Document extract
*** Block opens ***

AI and Machine Learning on CyVerse¶
CyVerse provides a comprehensive suite of tools and resources for Artificial Intelligence (AI) and Machine Learning (ML) workflows, from data storage to model deployment. This section outlines the key capabilities.
Key Capabilities¶
CyVerse supports various aspects of AI/ML, including:
- Data Management: Host and manage your AI/ML training datasets using the CyVerse Data Store. This provides a reliable and scalable location for your data.
- Interactive Analysis: Perform interactive model training and experimentation using popular frameworks like PyTorch and TensorFlow within JupyterLab, hosted in the CyVerse Discovery Environment. This offers a familiar and flexible coding environment.
- Generative AI: Run and interact with large language models (LLMs) using Ollama, also available within the Discovery Environment. This allows you to explore the capabilities of pre-trained models or fine-tune them for your specific needs.

*** Block closes ***

Tasks
**a.** Does the CyVerse AI/ML overview agree with each statement below? Answer yes or no for each and quote the words of the overview that decide it.
(i) Ollama can be used within the Discovery Environment.
(ii) Training datasets are hosted in JupyterLab.
(iii) PyTorch and TensorFlow can be used within JupyterLab.
**b.** According to the CyVerse AI/ML overview, why would you host AI/ML training datasets in the CyVerse Data Store? Answer in one to three sentences.
**c.** Continue the CyVerse AI/ML overview, starting after its Generative AI entry.
The items have no connection to the CyVerse AI/ML overview.

Data provided
*** Block opens ***

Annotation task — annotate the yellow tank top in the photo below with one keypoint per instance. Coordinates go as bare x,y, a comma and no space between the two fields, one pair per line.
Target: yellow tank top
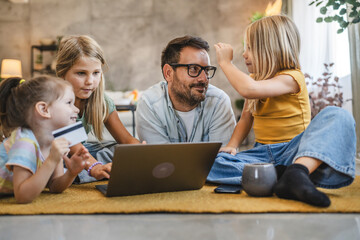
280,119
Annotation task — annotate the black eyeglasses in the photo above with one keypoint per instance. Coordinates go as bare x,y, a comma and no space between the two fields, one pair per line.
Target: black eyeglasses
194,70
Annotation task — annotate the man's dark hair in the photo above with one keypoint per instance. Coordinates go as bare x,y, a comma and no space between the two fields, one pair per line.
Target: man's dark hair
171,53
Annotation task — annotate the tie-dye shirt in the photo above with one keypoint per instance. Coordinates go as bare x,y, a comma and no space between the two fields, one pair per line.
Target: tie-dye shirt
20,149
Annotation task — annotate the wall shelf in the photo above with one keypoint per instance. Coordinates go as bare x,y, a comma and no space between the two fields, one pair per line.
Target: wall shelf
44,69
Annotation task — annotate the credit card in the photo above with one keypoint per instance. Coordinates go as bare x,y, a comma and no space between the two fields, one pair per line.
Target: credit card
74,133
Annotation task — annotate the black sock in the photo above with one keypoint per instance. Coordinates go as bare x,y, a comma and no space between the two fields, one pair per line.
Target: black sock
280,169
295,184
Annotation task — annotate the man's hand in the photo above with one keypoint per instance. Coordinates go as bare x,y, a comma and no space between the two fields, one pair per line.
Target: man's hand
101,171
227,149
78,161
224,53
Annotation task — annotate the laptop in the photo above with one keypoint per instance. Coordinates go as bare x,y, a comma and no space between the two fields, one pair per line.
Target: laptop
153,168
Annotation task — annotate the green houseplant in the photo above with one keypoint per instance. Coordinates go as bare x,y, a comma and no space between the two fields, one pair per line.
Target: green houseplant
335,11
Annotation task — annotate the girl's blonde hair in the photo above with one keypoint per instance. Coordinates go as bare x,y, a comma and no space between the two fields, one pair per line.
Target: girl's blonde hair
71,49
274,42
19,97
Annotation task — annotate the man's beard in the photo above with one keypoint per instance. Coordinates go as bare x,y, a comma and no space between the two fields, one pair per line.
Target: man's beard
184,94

*** Block closes ***
*** Block opens ***

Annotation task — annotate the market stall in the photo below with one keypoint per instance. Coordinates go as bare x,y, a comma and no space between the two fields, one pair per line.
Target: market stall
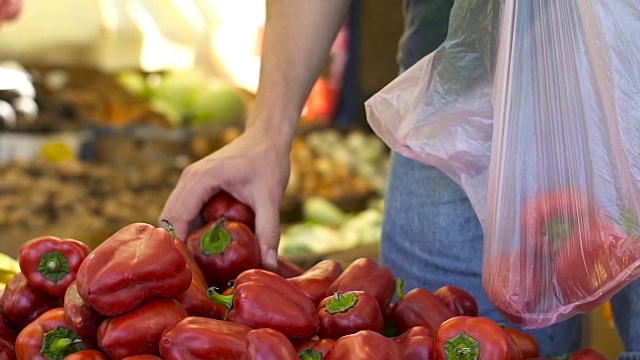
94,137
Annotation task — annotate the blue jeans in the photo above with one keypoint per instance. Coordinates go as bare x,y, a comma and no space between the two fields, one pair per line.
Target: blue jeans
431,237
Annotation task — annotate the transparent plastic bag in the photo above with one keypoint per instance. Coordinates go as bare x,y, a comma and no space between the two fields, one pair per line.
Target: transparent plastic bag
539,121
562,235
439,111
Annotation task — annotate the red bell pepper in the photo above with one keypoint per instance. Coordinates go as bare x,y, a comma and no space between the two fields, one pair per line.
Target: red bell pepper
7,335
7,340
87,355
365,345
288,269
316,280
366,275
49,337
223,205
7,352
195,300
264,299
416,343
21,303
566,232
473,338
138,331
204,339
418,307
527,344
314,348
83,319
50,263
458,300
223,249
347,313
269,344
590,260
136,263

*** Block closes ***
*** Block opens ***

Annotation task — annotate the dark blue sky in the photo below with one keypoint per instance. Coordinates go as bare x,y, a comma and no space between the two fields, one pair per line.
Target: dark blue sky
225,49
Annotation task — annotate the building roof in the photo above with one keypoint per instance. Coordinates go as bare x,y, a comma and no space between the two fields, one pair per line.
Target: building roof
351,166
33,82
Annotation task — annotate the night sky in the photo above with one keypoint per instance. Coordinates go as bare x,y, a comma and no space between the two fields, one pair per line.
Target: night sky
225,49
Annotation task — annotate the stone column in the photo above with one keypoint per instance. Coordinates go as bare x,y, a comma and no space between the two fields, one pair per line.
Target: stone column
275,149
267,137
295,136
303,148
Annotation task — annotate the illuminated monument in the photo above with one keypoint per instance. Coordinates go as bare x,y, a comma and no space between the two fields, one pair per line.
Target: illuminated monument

*** Block closes ***

Responses
**a.**
(i) Yes: "Run and interact with large language models (LLMs) using Ollama, also available within the Discovery Environment."
(ii) No: "Host and manage your AI/ML training datasets using the CyVerse Data Store."
(iii) Yes: "using popular frameworks like PyTorch and TensorFlow within JupyterLab"

**b.** The CyVerse Data Store gives a reliable and scalable location for the data.

**c.**
- Cloud Deployment: Deploy and scale your AI/ML infrastructure on cloud platforms like Jetstream2 and Amazon Web Services (AWS) using CyVerse's Cloud Automation and Orchestration (CACAO) tool. This enables you to leverage powerful cloud resources for demanding computations.
Supported AI/ML Approaches¶
CyVerse caters to a wide range of AI/ML approaches, including:
- Machine Learning (ML): Develop and train a broad spectrum of machine learning models, from classical algorithms to deep learning networks.
- Natural Language Processing (NLP): Process and analyze text data using NLP techniques and tools.
- Predictive AI: Build models that forecast future outcomes based on historical data.
- Generative AI: Utilize models that can create new content, such as text, images, or code.
CyVerse AI VERDE¶
CyVerse offers a dedicated platform for AI research and education called AI VERDE. This platform provides a user-friendly interface for interacting with various AI models.
- AI VERDE Chat: Access AI VERDE's interactive chat interface at https://chat.cyverse.ai.
Detailed Resource Information¶
CyVerse Discovery Environment features GPU instances with NVIDIA A16 GPUs for light and moderate AI applications, best for visualization and classroom teaching.
PyTorch & TensorFlow¶
The Discovery Environment provides pre-configured JupyterLab instances with GPU support for PyTorch and TensorFlow. This allows you to accelerate your model training and experimentation.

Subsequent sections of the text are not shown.